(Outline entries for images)
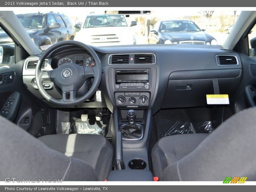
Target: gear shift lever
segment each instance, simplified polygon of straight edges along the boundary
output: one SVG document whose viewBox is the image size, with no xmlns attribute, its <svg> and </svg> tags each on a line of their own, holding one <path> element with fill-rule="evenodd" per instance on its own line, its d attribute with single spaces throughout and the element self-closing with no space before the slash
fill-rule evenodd
<svg viewBox="0 0 256 192">
<path fill-rule="evenodd" d="M 133 109 L 130 109 L 127 111 L 127 119 L 128 123 L 131 126 L 135 123 L 136 112 Z"/>
<path fill-rule="evenodd" d="M 136 112 L 133 109 L 127 111 L 128 124 L 121 126 L 120 130 L 124 139 L 139 139 L 142 137 L 142 126 L 136 124 Z"/>
</svg>

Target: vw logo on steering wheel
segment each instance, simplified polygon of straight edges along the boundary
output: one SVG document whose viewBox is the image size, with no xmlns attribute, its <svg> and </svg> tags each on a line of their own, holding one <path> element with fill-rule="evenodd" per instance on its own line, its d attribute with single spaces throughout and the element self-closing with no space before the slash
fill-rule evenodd
<svg viewBox="0 0 256 192">
<path fill-rule="evenodd" d="M 69 69 L 66 68 L 61 71 L 61 77 L 63 79 L 69 79 L 72 76 L 72 71 Z"/>
</svg>

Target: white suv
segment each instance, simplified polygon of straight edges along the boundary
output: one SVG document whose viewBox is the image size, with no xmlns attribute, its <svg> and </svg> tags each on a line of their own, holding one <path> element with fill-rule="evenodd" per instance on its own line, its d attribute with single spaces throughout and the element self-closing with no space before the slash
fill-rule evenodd
<svg viewBox="0 0 256 192">
<path fill-rule="evenodd" d="M 137 24 L 132 21 L 130 26 Z M 80 28 L 80 25 L 76 27 Z M 122 15 L 88 15 L 74 40 L 96 46 L 136 44 L 135 36 Z"/>
</svg>

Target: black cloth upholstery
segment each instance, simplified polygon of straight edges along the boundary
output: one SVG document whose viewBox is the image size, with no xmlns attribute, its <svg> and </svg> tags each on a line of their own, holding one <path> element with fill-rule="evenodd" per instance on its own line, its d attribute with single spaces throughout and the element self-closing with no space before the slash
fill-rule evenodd
<svg viewBox="0 0 256 192">
<path fill-rule="evenodd" d="M 68 156 L 81 159 L 90 165 L 96 171 L 100 180 L 106 179 L 112 169 L 113 148 L 103 136 L 58 134 L 43 136 L 38 139 L 54 150 Z"/>
<path fill-rule="evenodd" d="M 161 180 L 223 181 L 236 176 L 256 180 L 256 116 L 254 107 L 231 117 L 192 152 L 169 165 Z"/>
<path fill-rule="evenodd" d="M 62 181 L 99 180 L 95 170 L 84 161 L 49 148 L 1 116 L 0 125 L 0 181 L 11 177 Z M 84 141 L 86 143 L 86 141 Z M 112 148 L 110 150 L 113 152 Z M 100 156 L 101 154 L 101 151 Z M 112 160 L 106 161 L 102 165 L 110 166 L 108 164 L 112 165 Z"/>
<path fill-rule="evenodd" d="M 163 137 L 152 149 L 153 174 L 160 177 L 168 165 L 193 151 L 209 134 L 188 134 Z"/>
</svg>

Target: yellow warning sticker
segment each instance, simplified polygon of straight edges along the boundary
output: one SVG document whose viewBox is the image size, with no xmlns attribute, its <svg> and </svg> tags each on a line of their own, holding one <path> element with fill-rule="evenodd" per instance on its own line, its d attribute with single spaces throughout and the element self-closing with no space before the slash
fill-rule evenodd
<svg viewBox="0 0 256 192">
<path fill-rule="evenodd" d="M 229 104 L 228 95 L 206 95 L 208 105 L 228 105 Z"/>
</svg>

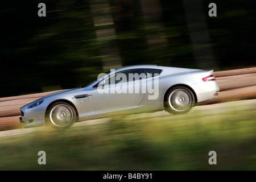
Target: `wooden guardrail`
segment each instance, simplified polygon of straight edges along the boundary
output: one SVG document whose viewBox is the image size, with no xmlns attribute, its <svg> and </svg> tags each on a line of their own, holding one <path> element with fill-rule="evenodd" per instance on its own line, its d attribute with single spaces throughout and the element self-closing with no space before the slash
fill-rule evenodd
<svg viewBox="0 0 256 182">
<path fill-rule="evenodd" d="M 256 98 L 256 67 L 214 72 L 220 92 L 217 98 L 199 105 Z M 22 127 L 19 109 L 42 97 L 59 90 L 0 98 L 0 131 Z"/>
</svg>

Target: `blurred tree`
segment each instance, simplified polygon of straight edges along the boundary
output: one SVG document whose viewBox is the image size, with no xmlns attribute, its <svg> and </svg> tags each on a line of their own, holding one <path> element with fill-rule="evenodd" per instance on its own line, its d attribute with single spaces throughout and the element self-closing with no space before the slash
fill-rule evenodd
<svg viewBox="0 0 256 182">
<path fill-rule="evenodd" d="M 217 69 L 202 1 L 183 0 L 183 4 L 193 54 L 198 68 Z"/>
</svg>

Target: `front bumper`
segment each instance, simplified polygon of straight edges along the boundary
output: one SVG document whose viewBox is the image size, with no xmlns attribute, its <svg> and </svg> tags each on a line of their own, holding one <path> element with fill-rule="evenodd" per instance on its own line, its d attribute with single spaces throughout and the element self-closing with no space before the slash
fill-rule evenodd
<svg viewBox="0 0 256 182">
<path fill-rule="evenodd" d="M 19 118 L 20 123 L 24 123 L 24 128 L 46 126 L 44 112 L 24 112 L 21 110 L 22 117 Z"/>
</svg>

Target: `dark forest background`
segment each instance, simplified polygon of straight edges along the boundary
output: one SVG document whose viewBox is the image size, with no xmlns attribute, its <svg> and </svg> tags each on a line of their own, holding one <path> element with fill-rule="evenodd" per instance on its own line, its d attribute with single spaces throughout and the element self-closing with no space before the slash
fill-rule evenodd
<svg viewBox="0 0 256 182">
<path fill-rule="evenodd" d="M 38 15 L 40 2 L 46 5 L 46 17 Z M 208 15 L 212 2 L 217 17 Z M 255 67 L 255 4 L 4 1 L 0 97 L 79 87 L 111 67 L 157 64 L 215 71 Z"/>
</svg>

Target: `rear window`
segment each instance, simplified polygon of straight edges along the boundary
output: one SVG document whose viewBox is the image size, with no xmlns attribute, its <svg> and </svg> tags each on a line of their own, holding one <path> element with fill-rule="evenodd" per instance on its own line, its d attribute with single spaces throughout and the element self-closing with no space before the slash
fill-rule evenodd
<svg viewBox="0 0 256 182">
<path fill-rule="evenodd" d="M 162 72 L 162 69 L 146 69 L 146 76 L 147 78 L 154 77 L 155 76 L 160 75 Z"/>
</svg>

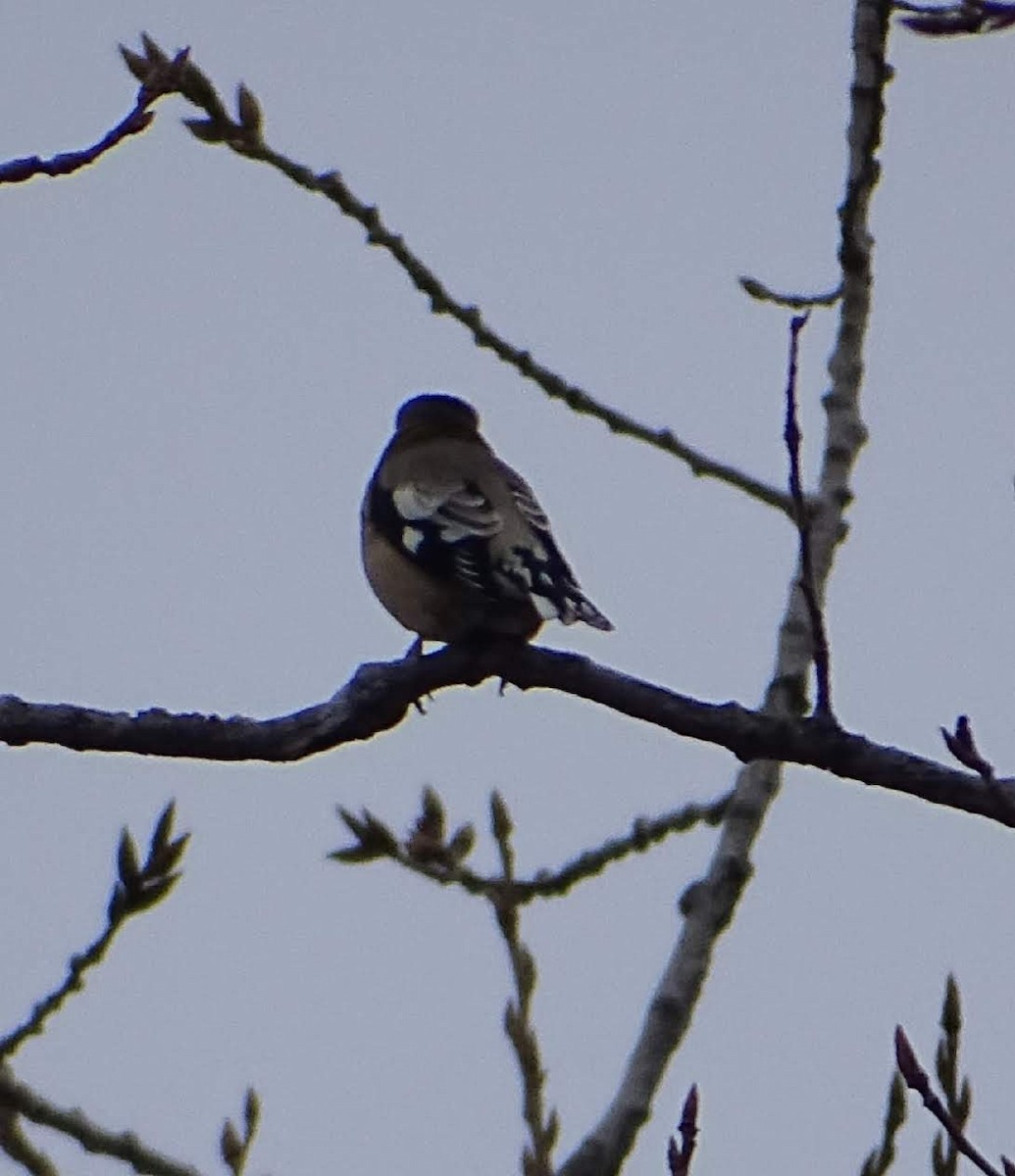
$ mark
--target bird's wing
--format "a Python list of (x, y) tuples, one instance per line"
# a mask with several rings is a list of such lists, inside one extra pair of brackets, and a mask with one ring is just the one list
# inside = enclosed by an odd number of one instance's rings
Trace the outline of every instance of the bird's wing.
[(532, 597), (540, 616), (557, 617), (564, 624), (584, 621), (597, 629), (612, 629), (612, 623), (599, 612), (578, 586), (571, 566), (564, 559), (546, 512), (524, 477), (504, 462), (500, 473), (508, 485), (518, 513), (532, 532), (533, 542), (515, 546), (505, 561), (504, 573), (510, 574), (519, 589)]
[(491, 542), (504, 519), (479, 486), (455, 475), (413, 474), (390, 490), (374, 483), (372, 515), (399, 550), (430, 575), (495, 600), (524, 600), (505, 577)]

### Set exercise:
The records above are to be restated exactly, without their pictures.

### Final result:
Target: gear shift lever
segment each instance, simplified polygon of straight edges along the boundary
output: one SVG document whose viewBox is the image size, with no xmlns attribute, its <svg> and </svg> tags each on a line of their own, holding one <path> element with fill-rule="evenodd" per instance on its own line, its d attribute with single spaces throughout and the element self-closing with no space before the slash
fill-rule evenodd
<svg viewBox="0 0 256 192">
<path fill-rule="evenodd" d="M 133 109 L 130 109 L 127 111 L 127 119 L 128 123 L 131 126 L 135 123 L 136 112 Z"/>
<path fill-rule="evenodd" d="M 136 112 L 133 109 L 127 111 L 128 124 L 121 126 L 120 130 L 124 139 L 139 139 L 142 137 L 142 126 L 136 124 Z"/>
</svg>

Target: vw logo on steering wheel
segment each instance, simplified polygon of straight edges along the boundary
output: one SVG document whose viewBox is the image size, with no xmlns attribute, its <svg> and </svg> tags each on a line of their own, holding one <path> element with fill-rule="evenodd" per instance on its own line, its d attribute with single spaces throughout and the element self-closing with no space before the slash
fill-rule evenodd
<svg viewBox="0 0 256 192">
<path fill-rule="evenodd" d="M 69 69 L 66 68 L 61 71 L 61 77 L 63 79 L 69 79 L 72 76 L 72 71 Z"/>
</svg>

Target: white suv
segment each instance, simplified polygon of straight edges along the boundary
output: one SVG document whose viewBox is the image size, with no xmlns attribute, its <svg> and </svg> tags each on a line of their own, holding one <path> element with fill-rule="evenodd" per instance on its own line, its d attribute with single spaces throughout and the element self-closing with no space before the slash
fill-rule evenodd
<svg viewBox="0 0 256 192">
<path fill-rule="evenodd" d="M 137 24 L 132 21 L 130 26 Z M 80 28 L 80 25 L 76 27 Z M 122 15 L 88 15 L 74 40 L 96 46 L 136 44 L 135 36 Z"/>
</svg>

Target: black cloth upholstery
segment each instance, simplified polygon of straight edges along the boundary
output: one SVG document whose viewBox is the image size, with no xmlns attribute, its <svg> and </svg> tags each on a line of their own, holding one <path> element with fill-rule="evenodd" per instance on its own line, its d attribute with single spaces throughout and the element self-closing with no space before the slash
fill-rule evenodd
<svg viewBox="0 0 256 192">
<path fill-rule="evenodd" d="M 68 156 L 81 159 L 90 165 L 96 171 L 100 180 L 106 179 L 112 169 L 113 148 L 103 136 L 58 134 L 43 136 L 38 139 L 54 150 Z"/>
<path fill-rule="evenodd" d="M 161 180 L 223 181 L 236 176 L 256 180 L 256 116 L 254 107 L 231 117 L 192 152 L 169 165 Z"/>
<path fill-rule="evenodd" d="M 62 181 L 99 180 L 95 170 L 84 161 L 49 148 L 1 116 L 0 125 L 0 181 L 11 177 Z M 84 141 L 86 143 L 86 141 Z M 112 148 L 110 150 L 113 152 Z M 100 156 L 101 154 L 101 151 Z M 112 160 L 106 161 L 102 165 L 110 166 L 108 164 L 112 165 Z"/>
<path fill-rule="evenodd" d="M 163 137 L 152 149 L 153 174 L 160 177 L 168 165 L 193 151 L 209 134 L 188 134 Z"/>
</svg>

Target: yellow warning sticker
segment each instance, simplified polygon of straight edges along the boundary
output: one SVG document whose viewBox is the image size, with no xmlns attribute, its <svg> and </svg> tags each on a line of their own, holding one <path> element with fill-rule="evenodd" per instance on its own line, its d attribute with single spaces throughout and the element self-closing with no space before the slash
fill-rule evenodd
<svg viewBox="0 0 256 192">
<path fill-rule="evenodd" d="M 229 104 L 228 95 L 206 95 L 208 105 L 228 105 Z"/>
</svg>

Target: `wooden guardrail`
segment each instance, simplified polygon of straight edges along the boundary
output: one SVG document whose viewBox is the image size, with no xmlns attribute, its <svg> and </svg> tags each on a line of their own, holding one <path> element with fill-rule="evenodd" per instance on its own line, its d attribute with single spaces throughout and the element self-closing with no space before the slash
fill-rule evenodd
<svg viewBox="0 0 256 182">
<path fill-rule="evenodd" d="M 256 98 L 256 67 L 214 72 L 220 92 L 217 98 L 199 105 Z M 22 127 L 19 109 L 42 97 L 59 90 L 0 98 L 0 131 Z"/>
</svg>

Target: `blurred tree`
segment each instance, simplified polygon of straight edges along the boundary
output: one SVG document whose viewBox is the image size, with no xmlns attribute, its <svg> and </svg> tags each on a line of their own, holding one <path> element with fill-rule="evenodd" per instance on its own line, its d attribute with single spaces throughout and the element self-closing with no space before the slash
fill-rule evenodd
<svg viewBox="0 0 256 182">
<path fill-rule="evenodd" d="M 217 69 L 202 1 L 183 0 L 183 4 L 193 54 L 198 68 Z"/>
</svg>

Target: `front bumper`
segment each instance, simplified polygon of straight edges along the boundary
output: one SVG document whose viewBox is the image size, with no xmlns attribute, its <svg> and </svg> tags each on a line of their own, holding one <path> element with fill-rule="evenodd" per instance on its own line, its d attribute with single spaces throughout and the element self-closing with no space before the slash
fill-rule evenodd
<svg viewBox="0 0 256 182">
<path fill-rule="evenodd" d="M 19 118 L 20 123 L 24 123 L 24 128 L 46 126 L 44 112 L 24 112 L 21 110 L 22 117 Z"/>
</svg>

Target: `dark forest background`
segment each instance, simplified polygon of straight edges along the boundary
output: one SVG document whose viewBox is the image size, with no xmlns attribute, its <svg> and </svg> tags each on a line of their own, holding one <path> element with fill-rule="evenodd" per instance on its own line, its d attribute with single spaces throughout and the element self-closing with no space before the slash
fill-rule evenodd
<svg viewBox="0 0 256 182">
<path fill-rule="evenodd" d="M 38 15 L 40 2 L 46 5 L 46 17 Z M 208 15 L 212 2 L 217 17 Z M 255 67 L 255 4 L 4 1 L 0 97 L 79 87 L 111 67 L 157 64 L 215 71 Z"/>
</svg>

Target: `rear window`
segment each instance, simplified polygon of straight edges along the boundary
output: one SVG document whose viewBox is the image size, with no xmlns attribute, its <svg> and </svg> tags each on a line of their own, holding one <path> element with fill-rule="evenodd" per instance on its own line, its d attribute with single spaces throughout and the element self-closing with no space before the slash
fill-rule evenodd
<svg viewBox="0 0 256 182">
<path fill-rule="evenodd" d="M 162 72 L 162 69 L 146 69 L 146 76 L 147 78 L 154 77 L 155 76 L 160 75 Z"/>
</svg>

$ mark
--target bird's wing
--format "a Python list of (x, y) tuples, one instance per line"
# a mask with several rings is a list of such lists, inside one extra pair of brackets, and a mask with one ring is just the one list
# inside = enclosed by an odd number of one instance's rings
Trace the outline of every instance of the bird's wing.
[(532, 597), (540, 616), (557, 617), (564, 624), (584, 621), (597, 629), (612, 629), (612, 623), (599, 612), (578, 586), (571, 566), (564, 559), (546, 512), (524, 477), (504, 462), (500, 473), (508, 485), (518, 513), (532, 532), (533, 542), (515, 546), (505, 561), (504, 573), (510, 574), (519, 589)]
[(491, 542), (504, 519), (479, 486), (455, 475), (413, 474), (390, 490), (374, 483), (372, 515), (399, 550), (430, 575), (495, 600), (524, 600), (505, 577)]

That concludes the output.